# Last Alliance battle at the Black Gate



## JeffF. (Jan 4, 2002)

I've often wondered about the description of this battle. It states specifically that all middle earth was divided that day, even beasts and birds fought on either side. Specifically "only the elves were undivided." I've always wondered if that meant that some orcs and trolls fought on the side of the Alliance or do you think that those two races were aside from that description. I can't imagine ents fighting for Sauron either.


----------



## Aldarion (Jan 6, 2002)

*loyal trolls etc*

You're right as far as I can see. Another oversight on Professor T's part - gosh, we're all so picky!


----------



## Ståle (Jan 6, 2002)

Perhaps some of those nasty Huorns fought for SAuron, although it's up to each person to judge whether they are still 'Ents'.

You're right about Trolls and Orcs though.


----------



## Eonwe (Jan 6, 2002)

I always thought it was wierd about the dwarves? Must have been some dwarves from the east or south or something.


----------



## JeffF. (Jan 7, 2002)

*Dwarves, the big mystery*

Yes I wish there was more on them. Durin's Folk are really the only ones that the LOTR-Hobbit-Silmarillion stories are concerned with. Beyond vague mentions of other dwarves in the ROFTK Appendices (Durin's Folk) and the assumption that the Seven Rings were given to the seven houses there is not much. The only book in Christopher Tolkein's 'History' series I found worthwhile keeping was the Peoples of Middle Earth which names the other six dwarf houses and gives more information on their locations.


----------



## JeffF. (Jan 11, 2002)

*TO Eonwe*

In the Hobbit it stated that some evil Dwarves had made alliances with Goblins. I suppose the Dwarves had their groups prone to evil just as men did.


----------



## Bombur (Jan 15, 2002)

I always took the statement that only the Elves were undivided to mean that every Elf who took part in the battle were together as one group (under Gil-Galad and later Elrond), whereas the Trolls, Orcs, etc. were not based as one group.


----------



## JeffF. (Jan 15, 2002)

*Bombur*

The text specifically states that some of each kind fought on either side with the exception of the Elves. Unfinished Tales also states that the Silvan Elves fought under Amdir and Oropher (Thraduil's father) and were not disposed to put themselves under Gil-Galad's command.


----------



## Halasían (Jul 30, 2020)

This has always been an interesting bit that appeared in the Silmarillion. I'm guessing that without further explanation from the Professor himself, it was just a bit that never got fully developed. Did he mean 'divided' as in for or against Sauron (good & evil)? I do have a hard time seeing Orcs and Trolls fighting against Sauron.


----------
---------------
[SHORT PROBLEM]: For each statement, say yes or no to whether the thread on the Last Alliance battle supports it, and quote the words that decide it: (a) Bombur took "only the Elves were undivided" to mean that all the Elves in the battle formed a single group. (b) JeffF. found every book in Christopher Tolkien's 'History' series worth keeping. (c) Ståle suggests that some Huorns may have fought for Sauron.

[RECORDED INFORMATION]:
---------------
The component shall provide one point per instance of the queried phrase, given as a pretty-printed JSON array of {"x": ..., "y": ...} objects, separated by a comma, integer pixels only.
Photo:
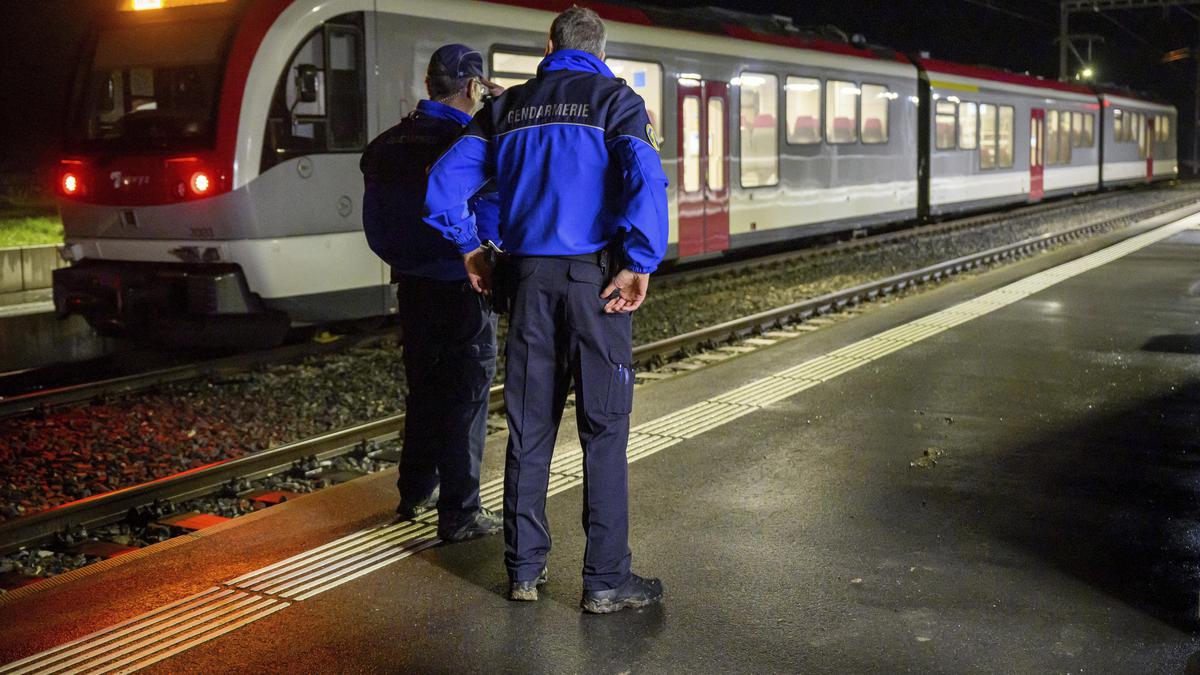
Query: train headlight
---------------
[FULL ANSWER]:
(a) Yes: "every Elf who took part in the battle were together as one group"
(b) No: "The only book in Christopher Tolkein's 'History' series I found worthwhile keeping was the Peoples of Middle Earth"
(c) Yes: "Perhaps some of those nasty Huorns fought for SAuron"